Return each line of the listing below that contains the string "green". Matching is case-sensitive.

-- start --

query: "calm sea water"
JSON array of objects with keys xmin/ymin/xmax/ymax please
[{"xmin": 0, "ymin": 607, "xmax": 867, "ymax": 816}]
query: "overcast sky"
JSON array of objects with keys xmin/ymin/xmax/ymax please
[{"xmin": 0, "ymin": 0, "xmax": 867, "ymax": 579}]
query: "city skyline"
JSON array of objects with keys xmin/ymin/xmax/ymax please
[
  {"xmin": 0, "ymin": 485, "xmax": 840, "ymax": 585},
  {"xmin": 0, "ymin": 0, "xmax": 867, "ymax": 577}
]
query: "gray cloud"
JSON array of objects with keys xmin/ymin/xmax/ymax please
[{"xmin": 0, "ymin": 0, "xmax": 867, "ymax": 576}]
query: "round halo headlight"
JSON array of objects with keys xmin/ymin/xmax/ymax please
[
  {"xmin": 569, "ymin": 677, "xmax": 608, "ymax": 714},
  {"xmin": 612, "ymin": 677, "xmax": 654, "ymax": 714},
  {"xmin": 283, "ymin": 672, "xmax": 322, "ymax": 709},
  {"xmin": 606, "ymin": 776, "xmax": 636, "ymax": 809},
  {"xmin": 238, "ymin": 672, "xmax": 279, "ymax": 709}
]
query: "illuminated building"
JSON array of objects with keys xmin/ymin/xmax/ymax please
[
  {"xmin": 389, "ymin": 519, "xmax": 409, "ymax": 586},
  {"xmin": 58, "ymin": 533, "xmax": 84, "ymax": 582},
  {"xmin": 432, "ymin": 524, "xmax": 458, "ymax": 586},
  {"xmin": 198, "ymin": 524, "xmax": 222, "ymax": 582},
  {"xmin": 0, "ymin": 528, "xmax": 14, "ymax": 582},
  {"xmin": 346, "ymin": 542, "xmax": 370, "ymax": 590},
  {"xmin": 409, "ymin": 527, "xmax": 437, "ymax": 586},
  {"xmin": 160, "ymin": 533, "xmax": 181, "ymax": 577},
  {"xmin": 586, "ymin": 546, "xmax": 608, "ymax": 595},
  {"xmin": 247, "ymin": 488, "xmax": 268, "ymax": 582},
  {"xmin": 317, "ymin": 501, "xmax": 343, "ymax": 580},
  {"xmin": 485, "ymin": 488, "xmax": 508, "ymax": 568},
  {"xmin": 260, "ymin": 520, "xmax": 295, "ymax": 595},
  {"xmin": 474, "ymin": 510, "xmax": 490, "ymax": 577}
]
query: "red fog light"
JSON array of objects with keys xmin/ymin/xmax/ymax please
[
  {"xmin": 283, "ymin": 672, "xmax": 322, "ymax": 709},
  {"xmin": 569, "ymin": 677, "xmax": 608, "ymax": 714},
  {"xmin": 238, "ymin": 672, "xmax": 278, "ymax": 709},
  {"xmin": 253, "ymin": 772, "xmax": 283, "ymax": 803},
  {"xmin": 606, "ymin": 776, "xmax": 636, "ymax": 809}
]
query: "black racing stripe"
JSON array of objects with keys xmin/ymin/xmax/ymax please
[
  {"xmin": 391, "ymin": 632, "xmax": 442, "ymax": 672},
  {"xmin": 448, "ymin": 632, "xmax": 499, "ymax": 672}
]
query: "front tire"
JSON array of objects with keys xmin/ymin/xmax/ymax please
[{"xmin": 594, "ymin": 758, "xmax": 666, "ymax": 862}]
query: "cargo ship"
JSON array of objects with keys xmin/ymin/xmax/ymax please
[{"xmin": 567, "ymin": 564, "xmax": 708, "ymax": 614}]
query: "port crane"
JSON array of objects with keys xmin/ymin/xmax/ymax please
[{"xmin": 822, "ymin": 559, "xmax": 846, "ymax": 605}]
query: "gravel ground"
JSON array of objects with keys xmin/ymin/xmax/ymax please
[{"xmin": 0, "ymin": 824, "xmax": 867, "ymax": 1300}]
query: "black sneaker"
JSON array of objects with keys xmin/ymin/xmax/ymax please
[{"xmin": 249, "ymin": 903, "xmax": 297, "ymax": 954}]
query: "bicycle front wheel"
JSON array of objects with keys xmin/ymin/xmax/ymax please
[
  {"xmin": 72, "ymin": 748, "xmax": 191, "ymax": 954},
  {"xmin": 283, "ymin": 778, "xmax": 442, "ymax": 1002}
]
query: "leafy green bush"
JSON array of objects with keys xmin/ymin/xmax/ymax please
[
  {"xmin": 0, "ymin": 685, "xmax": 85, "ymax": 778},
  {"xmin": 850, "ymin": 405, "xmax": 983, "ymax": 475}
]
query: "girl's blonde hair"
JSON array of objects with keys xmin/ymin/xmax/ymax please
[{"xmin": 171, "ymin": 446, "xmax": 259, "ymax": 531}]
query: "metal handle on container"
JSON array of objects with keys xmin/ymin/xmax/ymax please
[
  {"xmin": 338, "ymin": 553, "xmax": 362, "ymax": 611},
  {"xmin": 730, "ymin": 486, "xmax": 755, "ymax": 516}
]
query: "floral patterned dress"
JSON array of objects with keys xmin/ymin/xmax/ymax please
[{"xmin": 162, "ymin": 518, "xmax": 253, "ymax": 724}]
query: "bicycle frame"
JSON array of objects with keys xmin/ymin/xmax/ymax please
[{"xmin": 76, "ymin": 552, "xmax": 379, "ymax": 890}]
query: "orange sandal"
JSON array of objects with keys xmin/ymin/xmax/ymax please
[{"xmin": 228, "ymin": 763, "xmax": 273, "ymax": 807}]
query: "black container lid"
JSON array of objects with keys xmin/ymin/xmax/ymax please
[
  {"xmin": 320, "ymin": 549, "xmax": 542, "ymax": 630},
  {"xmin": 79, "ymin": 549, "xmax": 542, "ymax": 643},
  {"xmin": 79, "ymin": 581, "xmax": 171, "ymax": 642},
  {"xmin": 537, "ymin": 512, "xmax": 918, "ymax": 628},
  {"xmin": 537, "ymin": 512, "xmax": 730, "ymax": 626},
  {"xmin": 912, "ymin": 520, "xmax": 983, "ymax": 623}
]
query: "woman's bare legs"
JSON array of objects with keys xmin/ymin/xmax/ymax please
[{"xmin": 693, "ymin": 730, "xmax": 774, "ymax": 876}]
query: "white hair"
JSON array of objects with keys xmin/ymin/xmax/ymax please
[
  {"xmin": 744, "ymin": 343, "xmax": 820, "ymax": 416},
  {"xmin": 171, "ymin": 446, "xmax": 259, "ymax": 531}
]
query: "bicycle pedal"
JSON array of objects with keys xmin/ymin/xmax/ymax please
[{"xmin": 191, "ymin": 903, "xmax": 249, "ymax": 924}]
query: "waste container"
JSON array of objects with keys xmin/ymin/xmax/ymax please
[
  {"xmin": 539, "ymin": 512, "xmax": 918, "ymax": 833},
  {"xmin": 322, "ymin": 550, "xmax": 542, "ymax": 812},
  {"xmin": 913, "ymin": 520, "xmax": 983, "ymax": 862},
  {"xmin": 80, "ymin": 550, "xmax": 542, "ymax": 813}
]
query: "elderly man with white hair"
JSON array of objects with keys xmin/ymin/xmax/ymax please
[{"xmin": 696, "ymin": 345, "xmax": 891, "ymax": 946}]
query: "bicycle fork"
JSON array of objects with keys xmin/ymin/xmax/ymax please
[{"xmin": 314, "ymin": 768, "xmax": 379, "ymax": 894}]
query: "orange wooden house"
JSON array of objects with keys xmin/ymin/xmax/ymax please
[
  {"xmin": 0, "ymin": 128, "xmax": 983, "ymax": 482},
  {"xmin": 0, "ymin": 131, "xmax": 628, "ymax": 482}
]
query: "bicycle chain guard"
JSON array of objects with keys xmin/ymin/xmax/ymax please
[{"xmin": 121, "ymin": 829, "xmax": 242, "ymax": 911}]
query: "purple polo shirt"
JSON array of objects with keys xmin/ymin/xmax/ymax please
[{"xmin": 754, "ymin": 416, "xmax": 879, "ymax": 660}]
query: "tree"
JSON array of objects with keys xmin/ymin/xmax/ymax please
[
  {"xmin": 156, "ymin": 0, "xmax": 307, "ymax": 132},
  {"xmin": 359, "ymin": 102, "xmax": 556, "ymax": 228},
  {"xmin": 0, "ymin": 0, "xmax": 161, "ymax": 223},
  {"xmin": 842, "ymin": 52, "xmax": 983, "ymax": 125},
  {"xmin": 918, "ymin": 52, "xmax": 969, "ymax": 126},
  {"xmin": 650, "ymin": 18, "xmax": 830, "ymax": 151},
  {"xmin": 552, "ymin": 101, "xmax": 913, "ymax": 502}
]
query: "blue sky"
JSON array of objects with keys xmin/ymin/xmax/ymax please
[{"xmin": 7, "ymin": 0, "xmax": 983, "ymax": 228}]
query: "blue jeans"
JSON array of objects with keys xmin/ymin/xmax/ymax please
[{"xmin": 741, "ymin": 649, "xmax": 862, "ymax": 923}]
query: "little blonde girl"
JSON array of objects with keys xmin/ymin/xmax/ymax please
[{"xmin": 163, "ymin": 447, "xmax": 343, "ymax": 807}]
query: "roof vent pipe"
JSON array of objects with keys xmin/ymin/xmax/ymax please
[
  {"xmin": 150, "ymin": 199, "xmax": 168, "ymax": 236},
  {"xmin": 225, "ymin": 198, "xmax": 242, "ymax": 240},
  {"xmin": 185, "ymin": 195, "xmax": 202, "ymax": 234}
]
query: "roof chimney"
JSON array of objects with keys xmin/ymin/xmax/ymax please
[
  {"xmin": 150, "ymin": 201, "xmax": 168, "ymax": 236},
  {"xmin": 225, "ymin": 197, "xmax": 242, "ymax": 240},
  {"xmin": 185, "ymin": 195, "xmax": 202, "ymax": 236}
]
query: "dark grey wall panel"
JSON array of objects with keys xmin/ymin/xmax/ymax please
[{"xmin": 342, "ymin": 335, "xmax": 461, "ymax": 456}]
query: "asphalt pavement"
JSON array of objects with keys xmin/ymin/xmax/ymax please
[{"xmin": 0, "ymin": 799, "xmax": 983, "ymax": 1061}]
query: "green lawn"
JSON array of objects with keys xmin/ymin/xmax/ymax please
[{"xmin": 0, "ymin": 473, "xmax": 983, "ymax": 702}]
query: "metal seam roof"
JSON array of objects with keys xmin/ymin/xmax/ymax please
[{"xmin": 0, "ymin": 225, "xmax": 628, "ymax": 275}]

-- end --

_OUTPUT:_
query: "leafy green bush"
query: "green lawn"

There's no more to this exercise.